Your result will be the set of lines with "dark", copied from the material below.

═════ Available data

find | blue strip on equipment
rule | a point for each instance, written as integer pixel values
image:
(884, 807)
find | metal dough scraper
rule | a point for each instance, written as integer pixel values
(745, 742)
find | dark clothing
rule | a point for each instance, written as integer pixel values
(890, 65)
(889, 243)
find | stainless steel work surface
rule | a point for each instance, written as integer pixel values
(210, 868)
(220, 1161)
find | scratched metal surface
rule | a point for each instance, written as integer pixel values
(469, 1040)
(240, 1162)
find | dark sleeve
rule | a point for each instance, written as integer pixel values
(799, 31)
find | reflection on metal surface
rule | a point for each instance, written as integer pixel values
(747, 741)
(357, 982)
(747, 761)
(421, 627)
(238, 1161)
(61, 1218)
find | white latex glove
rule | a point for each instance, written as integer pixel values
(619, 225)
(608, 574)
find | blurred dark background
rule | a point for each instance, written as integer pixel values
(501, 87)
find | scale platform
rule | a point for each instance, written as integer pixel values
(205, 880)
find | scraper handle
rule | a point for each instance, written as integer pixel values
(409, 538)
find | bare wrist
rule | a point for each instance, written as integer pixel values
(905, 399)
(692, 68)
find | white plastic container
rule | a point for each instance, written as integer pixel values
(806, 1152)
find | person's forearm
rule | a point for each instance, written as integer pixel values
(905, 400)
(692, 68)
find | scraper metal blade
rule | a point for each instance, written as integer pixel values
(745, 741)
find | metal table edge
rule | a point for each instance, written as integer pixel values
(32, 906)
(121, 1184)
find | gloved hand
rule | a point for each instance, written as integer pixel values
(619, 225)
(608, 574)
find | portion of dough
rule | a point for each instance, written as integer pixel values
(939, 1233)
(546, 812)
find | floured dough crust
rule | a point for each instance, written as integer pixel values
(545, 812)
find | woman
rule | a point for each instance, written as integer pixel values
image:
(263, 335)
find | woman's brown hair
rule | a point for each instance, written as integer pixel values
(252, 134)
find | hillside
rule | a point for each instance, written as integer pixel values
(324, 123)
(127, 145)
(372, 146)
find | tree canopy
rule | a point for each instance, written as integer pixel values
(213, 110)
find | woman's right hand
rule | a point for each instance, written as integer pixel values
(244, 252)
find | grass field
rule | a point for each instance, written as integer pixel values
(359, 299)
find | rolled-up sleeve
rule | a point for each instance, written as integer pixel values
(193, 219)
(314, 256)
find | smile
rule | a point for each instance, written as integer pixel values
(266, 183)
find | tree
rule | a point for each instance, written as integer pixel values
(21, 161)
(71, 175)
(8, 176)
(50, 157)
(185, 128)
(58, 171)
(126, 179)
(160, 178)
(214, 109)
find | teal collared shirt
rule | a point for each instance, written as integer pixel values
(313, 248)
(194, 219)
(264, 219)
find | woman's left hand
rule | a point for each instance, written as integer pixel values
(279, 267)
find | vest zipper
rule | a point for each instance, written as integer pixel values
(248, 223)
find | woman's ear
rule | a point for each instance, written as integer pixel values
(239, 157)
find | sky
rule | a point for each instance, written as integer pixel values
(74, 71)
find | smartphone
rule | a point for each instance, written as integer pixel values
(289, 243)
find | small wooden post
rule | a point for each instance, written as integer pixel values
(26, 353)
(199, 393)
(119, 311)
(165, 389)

══════════

* _Response for this exercise_:
find | dark clothing
find | dark sleeve
find | blurred dark background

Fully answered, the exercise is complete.